• _Description of the task_
In the entries that follow, how many lines contain "instance"? Please reply with only the number.

• _Task data_

= = =

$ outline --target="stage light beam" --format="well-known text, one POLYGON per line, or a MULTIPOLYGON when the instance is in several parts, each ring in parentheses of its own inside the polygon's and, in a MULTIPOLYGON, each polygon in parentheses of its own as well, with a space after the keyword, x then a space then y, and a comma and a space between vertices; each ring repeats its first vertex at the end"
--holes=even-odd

= = =

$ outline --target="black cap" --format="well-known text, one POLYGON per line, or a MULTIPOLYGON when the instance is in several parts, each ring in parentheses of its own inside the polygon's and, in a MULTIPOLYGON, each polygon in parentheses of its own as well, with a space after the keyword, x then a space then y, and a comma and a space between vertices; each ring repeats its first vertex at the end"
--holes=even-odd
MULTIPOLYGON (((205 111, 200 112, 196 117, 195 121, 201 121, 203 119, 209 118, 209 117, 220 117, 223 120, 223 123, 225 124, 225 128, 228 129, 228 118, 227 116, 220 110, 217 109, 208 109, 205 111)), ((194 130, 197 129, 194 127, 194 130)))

= = =

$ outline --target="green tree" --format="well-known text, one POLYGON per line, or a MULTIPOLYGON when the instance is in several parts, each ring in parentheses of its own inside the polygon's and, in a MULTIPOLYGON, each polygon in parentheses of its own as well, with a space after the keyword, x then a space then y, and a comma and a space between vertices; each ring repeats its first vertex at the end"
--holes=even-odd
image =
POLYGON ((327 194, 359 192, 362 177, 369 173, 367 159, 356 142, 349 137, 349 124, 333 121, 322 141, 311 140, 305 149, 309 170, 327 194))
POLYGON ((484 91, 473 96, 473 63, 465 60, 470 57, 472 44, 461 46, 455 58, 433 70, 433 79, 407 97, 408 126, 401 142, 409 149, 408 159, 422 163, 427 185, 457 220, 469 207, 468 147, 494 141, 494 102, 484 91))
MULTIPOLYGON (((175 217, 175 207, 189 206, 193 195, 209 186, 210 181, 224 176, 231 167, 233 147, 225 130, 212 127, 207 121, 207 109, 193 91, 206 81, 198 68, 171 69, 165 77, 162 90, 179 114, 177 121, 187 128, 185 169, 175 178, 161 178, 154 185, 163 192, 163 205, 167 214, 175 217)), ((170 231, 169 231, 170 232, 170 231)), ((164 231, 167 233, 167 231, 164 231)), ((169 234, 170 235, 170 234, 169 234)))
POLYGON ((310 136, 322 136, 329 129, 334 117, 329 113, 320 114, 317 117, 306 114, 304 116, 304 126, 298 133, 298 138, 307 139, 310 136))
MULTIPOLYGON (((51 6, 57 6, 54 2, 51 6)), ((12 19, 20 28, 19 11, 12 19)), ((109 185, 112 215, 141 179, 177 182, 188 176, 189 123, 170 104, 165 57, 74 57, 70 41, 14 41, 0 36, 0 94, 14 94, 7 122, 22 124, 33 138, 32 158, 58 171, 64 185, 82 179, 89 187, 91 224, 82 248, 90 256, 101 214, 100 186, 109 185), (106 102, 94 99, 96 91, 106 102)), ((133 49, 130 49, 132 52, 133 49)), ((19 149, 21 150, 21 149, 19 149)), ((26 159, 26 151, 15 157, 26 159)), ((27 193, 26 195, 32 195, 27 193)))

= = =

• _Solution for this problem_
3